##### Input for this task

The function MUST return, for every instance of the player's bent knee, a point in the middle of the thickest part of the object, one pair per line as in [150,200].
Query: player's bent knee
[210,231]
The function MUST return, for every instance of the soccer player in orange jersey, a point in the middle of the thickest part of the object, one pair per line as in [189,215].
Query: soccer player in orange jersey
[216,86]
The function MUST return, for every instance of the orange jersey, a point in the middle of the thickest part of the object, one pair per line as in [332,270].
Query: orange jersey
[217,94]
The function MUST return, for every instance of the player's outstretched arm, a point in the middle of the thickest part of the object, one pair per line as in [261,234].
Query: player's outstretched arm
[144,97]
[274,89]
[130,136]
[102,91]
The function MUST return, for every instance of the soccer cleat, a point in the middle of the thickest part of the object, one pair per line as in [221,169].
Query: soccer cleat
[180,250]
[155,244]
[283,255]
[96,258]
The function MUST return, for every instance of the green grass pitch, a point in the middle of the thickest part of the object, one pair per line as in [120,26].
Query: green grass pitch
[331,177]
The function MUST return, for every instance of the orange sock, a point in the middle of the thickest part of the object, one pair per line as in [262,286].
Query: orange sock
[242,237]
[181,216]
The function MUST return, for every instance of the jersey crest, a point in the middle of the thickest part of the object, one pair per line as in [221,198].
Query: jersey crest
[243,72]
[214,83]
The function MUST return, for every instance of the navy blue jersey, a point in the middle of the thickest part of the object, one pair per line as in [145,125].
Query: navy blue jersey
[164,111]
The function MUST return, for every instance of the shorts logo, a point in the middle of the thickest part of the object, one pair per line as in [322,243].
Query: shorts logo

##########
##### Input for this task

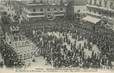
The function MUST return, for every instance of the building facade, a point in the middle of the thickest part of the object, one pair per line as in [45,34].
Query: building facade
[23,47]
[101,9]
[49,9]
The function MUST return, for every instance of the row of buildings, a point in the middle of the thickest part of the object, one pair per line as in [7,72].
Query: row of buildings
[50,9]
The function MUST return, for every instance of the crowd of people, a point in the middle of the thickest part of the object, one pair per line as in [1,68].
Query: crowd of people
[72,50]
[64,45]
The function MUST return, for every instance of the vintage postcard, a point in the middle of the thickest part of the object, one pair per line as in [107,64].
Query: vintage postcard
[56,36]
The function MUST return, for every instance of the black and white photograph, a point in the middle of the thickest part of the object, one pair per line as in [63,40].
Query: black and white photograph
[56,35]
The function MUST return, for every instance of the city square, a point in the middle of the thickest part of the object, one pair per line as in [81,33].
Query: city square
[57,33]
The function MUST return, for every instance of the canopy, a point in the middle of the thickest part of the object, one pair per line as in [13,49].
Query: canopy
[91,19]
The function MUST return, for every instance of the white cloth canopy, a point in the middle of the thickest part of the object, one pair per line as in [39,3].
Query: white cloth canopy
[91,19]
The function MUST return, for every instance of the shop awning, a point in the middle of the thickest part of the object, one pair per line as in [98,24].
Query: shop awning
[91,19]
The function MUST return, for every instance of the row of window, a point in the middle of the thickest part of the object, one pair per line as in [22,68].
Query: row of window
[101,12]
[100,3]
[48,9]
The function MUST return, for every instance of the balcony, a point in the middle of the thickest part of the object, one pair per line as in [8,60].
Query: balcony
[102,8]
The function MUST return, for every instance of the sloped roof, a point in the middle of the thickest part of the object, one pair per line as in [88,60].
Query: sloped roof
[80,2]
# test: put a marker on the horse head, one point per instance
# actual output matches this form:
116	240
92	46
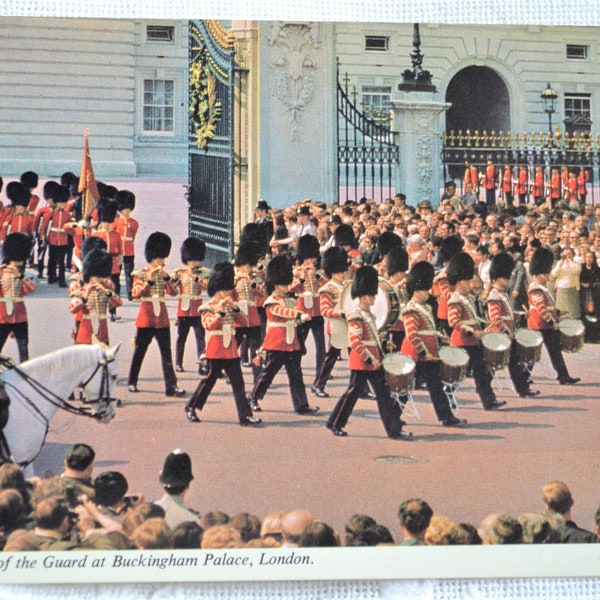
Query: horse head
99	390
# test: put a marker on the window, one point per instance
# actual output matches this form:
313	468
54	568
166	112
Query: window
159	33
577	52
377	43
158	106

##########

=== What you should do ===
Report how many lines in the material above contain the word "crest", giving only the number.

=== Answer to the problem ===
2